--- Start Source extract ---

Trading platform eToro has led a $12.5 million strategic investment in Extended, an on-chain perpetual futures exchange founded by former Revolut employees, tying the deal to its recent acquisition of self-custody wallet Zengo.
eToro invests in Extended to link perps with Zengo
eToro announced the funding on July 2, with Jump Crypto also taking part in the funding round, according to The Block. The investment is related to eToro’s acquisition of Zengo in April, a self-custodial wallet that uses multi-party computation (MPC) cryptography to eliminate the need for seed phrases to access a user’s funds. When the deal was made, Zengo’s valuation is estimated at $70 million.
Extended is founded by former Revolut executives and launched public trading in late 2024. It runs on StarkWare’s StarkEx scaling infrastructure, a validity-rollup technology that allows for high-throughput, low-cost trading while settling transactions on the Ethereum blockchain, according to The Block.
Though Extended has not disclosed metrics publicly (e.g., trading volume; open interest; total value locked; active users; post-funding valuation), the backing of eToro and Jump Crypto indicates that investors are confident in the company’s infrastructure and long-term growth potential — rather than any size measures that may be publicly reported.

--- End Source extract ---

| Task requirements |
Quote the article on eToro's investment in Extended in full, word for word and without changes.

--- Start Extracted entries ---

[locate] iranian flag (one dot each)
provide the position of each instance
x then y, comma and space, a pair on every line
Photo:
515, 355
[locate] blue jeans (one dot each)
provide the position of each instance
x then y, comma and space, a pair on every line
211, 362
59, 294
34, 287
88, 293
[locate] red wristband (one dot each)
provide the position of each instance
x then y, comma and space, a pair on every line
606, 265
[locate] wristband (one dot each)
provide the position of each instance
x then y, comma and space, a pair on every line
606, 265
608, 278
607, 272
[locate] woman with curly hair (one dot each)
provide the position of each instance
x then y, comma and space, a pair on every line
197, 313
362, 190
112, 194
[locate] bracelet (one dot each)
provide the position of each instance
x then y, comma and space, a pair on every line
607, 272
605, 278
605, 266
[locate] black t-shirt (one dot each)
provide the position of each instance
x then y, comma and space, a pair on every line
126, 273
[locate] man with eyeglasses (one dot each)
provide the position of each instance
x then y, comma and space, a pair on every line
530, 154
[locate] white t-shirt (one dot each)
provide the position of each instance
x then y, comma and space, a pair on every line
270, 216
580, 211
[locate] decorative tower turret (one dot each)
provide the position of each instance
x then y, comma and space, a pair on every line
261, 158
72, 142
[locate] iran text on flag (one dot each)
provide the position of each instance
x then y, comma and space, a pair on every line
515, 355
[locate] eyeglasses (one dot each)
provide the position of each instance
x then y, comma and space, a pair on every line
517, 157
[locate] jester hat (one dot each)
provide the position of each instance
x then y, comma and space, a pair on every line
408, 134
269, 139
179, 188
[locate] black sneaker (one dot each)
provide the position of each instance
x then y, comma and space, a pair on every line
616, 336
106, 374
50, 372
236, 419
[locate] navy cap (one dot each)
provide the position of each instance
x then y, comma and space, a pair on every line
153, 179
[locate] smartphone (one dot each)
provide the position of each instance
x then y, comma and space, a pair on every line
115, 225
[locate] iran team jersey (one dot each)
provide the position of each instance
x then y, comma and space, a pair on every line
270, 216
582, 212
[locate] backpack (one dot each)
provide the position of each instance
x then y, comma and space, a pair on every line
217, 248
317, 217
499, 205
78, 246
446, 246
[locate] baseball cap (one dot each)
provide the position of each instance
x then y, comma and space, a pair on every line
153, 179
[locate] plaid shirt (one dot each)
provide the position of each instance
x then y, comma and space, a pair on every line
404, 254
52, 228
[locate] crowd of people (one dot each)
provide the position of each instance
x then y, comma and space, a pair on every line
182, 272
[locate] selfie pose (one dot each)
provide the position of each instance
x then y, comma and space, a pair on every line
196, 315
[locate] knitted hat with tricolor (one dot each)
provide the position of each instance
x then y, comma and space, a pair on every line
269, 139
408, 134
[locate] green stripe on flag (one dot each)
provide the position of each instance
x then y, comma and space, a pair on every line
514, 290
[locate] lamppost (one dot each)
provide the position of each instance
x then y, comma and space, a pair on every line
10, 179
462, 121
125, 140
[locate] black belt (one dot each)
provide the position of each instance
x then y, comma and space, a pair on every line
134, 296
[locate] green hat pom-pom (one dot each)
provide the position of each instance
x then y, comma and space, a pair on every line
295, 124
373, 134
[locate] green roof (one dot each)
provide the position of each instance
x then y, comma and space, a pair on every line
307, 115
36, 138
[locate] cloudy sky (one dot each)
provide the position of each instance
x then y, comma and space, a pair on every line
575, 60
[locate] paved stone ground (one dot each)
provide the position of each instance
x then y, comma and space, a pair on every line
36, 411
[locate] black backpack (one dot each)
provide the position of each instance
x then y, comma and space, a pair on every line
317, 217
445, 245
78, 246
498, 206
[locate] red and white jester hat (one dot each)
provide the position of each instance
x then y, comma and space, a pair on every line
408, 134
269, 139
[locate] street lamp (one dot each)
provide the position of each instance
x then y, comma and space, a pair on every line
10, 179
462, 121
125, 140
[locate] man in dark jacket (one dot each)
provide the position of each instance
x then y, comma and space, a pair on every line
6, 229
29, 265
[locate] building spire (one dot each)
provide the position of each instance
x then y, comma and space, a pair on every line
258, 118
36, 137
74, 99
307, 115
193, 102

--- End Extracted entries ---

| Answer to the problem |
Trading platform eToro has led a $12.5 million strategic investment in Extended, an on-chain perpetual futures exchange founded by former Revolut employees, tying the deal to its recent acquisition of self-custody wallet Zengo.
eToro invests in Extended to link perps with Zengo
eToro announced the funding on July 2, with Jump Crypto also taking part in the funding round, according to The Block. The investment is related to eToro’s acquisition of Zengo in April, a self-custodial wallet that uses multi-party computation (MPC) cryptography to eliminate the need for seed phrases to access a user’s funds. When the deal was made, Zengo’s valuation is estimated at $70 million.
Extended is founded by former Revolut executives and launched public trading in late 2024. It runs on StarkWare’s StarkEx scaling infrastructure, a validity-rollup technology that allows for high-throughput, low-cost trading while settling transactions on the Ethereum blockchain, according to The Block.
Though Extended has not disclosed metrics publicly (e.g., trading volume; open interest; total value locked; active users; post-funding valuation), the backing of eToro and Jump Crypto indicates that investors are confident in the company’s infrastructure and long-term growth potential — rather than any size measures that may be publicly reported.